Exercise material:

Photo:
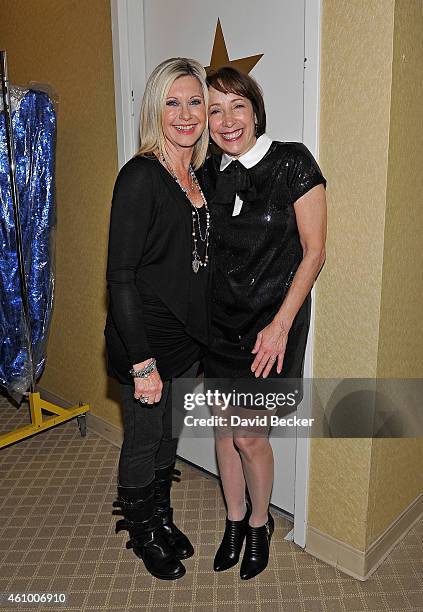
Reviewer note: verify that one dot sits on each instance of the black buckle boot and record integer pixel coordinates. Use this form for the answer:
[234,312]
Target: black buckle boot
[164,513]
[256,554]
[227,554]
[146,537]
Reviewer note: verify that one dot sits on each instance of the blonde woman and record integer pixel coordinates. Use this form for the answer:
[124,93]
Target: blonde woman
[156,325]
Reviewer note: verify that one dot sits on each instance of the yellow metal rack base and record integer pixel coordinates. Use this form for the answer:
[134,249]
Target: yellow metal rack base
[36,405]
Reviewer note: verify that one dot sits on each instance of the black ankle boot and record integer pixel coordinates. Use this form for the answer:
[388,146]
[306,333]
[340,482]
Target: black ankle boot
[163,511]
[256,554]
[146,537]
[227,554]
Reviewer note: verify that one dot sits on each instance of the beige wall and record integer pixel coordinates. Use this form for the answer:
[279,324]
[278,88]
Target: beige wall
[400,350]
[367,296]
[68,44]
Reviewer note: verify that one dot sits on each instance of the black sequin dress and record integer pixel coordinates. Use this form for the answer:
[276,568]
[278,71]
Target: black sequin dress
[255,256]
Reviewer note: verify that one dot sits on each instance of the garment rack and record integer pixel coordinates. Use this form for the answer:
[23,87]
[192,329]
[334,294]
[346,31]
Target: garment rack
[36,404]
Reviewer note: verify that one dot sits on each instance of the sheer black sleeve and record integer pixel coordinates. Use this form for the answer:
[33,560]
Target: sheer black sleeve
[131,215]
[303,173]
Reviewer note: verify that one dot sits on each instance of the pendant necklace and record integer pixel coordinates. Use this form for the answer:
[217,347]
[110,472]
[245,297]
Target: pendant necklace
[197,262]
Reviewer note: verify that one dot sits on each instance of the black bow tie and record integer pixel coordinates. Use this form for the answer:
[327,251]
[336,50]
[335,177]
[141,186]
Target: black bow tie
[235,179]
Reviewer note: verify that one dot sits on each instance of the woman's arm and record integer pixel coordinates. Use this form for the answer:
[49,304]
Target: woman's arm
[130,221]
[310,212]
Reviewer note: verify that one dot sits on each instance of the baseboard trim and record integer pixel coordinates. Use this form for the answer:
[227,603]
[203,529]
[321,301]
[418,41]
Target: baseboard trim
[354,562]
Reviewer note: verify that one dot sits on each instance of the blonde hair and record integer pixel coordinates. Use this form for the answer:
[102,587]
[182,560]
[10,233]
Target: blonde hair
[153,104]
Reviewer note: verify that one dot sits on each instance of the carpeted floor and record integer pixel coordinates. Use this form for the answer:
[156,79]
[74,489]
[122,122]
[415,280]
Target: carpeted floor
[57,536]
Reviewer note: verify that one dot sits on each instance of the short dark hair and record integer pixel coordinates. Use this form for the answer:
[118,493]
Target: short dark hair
[231,80]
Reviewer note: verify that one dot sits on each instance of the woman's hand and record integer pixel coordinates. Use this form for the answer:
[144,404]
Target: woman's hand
[149,387]
[270,345]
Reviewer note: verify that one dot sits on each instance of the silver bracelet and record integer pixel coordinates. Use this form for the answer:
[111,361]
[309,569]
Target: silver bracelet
[145,371]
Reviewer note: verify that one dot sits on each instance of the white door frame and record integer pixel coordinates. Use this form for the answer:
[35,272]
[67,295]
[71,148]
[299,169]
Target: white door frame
[128,32]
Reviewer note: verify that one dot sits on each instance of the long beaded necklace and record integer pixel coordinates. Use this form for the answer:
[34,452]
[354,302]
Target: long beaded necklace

Given request: Put every line of the material above into a numbered list, skipping blank lines and leaving out the pictures.

Exercise solution:
1. Photo:
2. Reviewer note: verify that one dot sits on each instance of the black buckle boot and record integer pixel coordinates. Use this form for the answer:
3. [234,312]
4. Target: black buckle boot
5. [164,513]
6. [256,554]
7. [227,554]
8. [146,537]
9. Reviewer note: verify that one dot sits on each instance of the blonde woman and record integer pixel coordinates. Use this form for the answer:
10. [124,93]
11. Target: blonde woman
12. [156,325]
13. Reviewer note: verify that one dot sits on each instance of the yellow metal rack base and record integer pixel coordinates. Use this form for the answer:
14. [134,249]
15. Target: yellow metal rack base
16. [36,405]
17. Reviewer note: verify that one dot sits on each instance of the black ankle boot and record integer pixel coordinates. Use this form for the answer:
18. [388,146]
19. [306,333]
20. [340,482]
21. Target: black ankle boot
22. [163,511]
23. [256,554]
24. [146,537]
25. [227,554]
26. Reviewer note: verify that one dot sits on each instance of the beige wall and record integer pixel coordinates. Use this form for the answer:
27. [279,324]
28. [278,88]
29. Target: beige wall
30. [400,350]
31. [367,296]
32. [68,44]
33. Reviewer note: verify that one dot sits on each instance of the black sequin dress and record integer pixel coordinates. Use this form for the answer:
34. [276,568]
35. [278,71]
36. Target: black sequin dress
37. [255,256]
38. Reviewer note: verify that one dot sits on each instance of the garment rack and record integer pixel coordinates. Use this form for the answer:
39. [23,87]
40. [192,329]
41. [334,294]
42. [346,31]
43. Target: garment rack
44. [36,404]
45. Reviewer note: verify that one dot sits on each instance of the sheer black sleeve and record integer pixel coordinates. Use this form for the answer:
46. [33,560]
47. Target: sheer black sleeve
48. [131,215]
49. [303,173]
50. Reviewer note: verify that one dot sits on each instance of the pendant necklace and record integer pixel coordinates. Use this form for the answer:
51. [217,347]
52. [110,472]
53. [245,297]
54. Target: pendant necklace
55. [197,262]
56. Reviewer note: verify that one dot sits on each instance of the black bow tie and record integer pixel coordinates. Use this form for the answer:
57. [327,251]
58. [336,50]
59. [335,177]
60. [141,186]
61. Target: black bow tie
62. [235,179]
63. Reviewer note: verify that one dot sits on each instance of the woman's arm and record integer pixel coordinates. Use this form for the answer:
64. [49,304]
65. Target: woman's arm
66. [130,221]
67. [310,212]
68. Reviewer note: verify that one dot sits on each instance of the baseboard trim and record integer pixel coordinates. Use this form for the answer:
69. [227,603]
70. [203,529]
71. [321,301]
72. [418,41]
73. Target: baseboard trim
74. [354,562]
75. Reviewer note: verify that one dot sits on each instance of the blonde hair and record integer pixel coordinates. Use this form for the answer:
76. [102,587]
77. [182,560]
78. [10,233]
79. Target: blonde hair
80. [153,104]
81. Reviewer note: verify that one dot sits on each instance of the carpeted floor and record integer pixel coordinates. Use this form for the answer:
82. [156,79]
83. [74,489]
84. [122,122]
85. [415,280]
86. Target: carpeted floor
87. [57,536]
88. Reviewer note: verify that one dot sits on each instance of the short dark hair and record integer pixel coordinates. Use this form for the answer:
89. [118,493]
90. Target: short dark hair
91. [231,80]
92. Reviewer note: verify that one dot sits on each instance of the woman's hand and record integer pixel coordinates. Use this form for the answer:
93. [144,404]
94. Target: woman's hand
95. [149,387]
96. [270,345]
97. Reviewer note: verify that one dot sits on each instance of the silver bracelet and record integer pixel coordinates. Use this form for the answer:
98. [111,361]
99. [309,569]
100. Target: silver bracelet
101. [145,371]
102. Reviewer note: verify that one dot sits on each instance of the white door frame and record integer pixel coordinates. Use this form for the answer:
103. [35,272]
104. [67,295]
105. [71,148]
106. [299,169]
107. Target: white door frame
108. [128,32]
109. Reviewer note: verify that one dot sits on each instance of the long beaded necklace and record integer pixel coordinates. Use this form for the answer:
110. [34,452]
111. [354,302]
112. Target: long beaded necklace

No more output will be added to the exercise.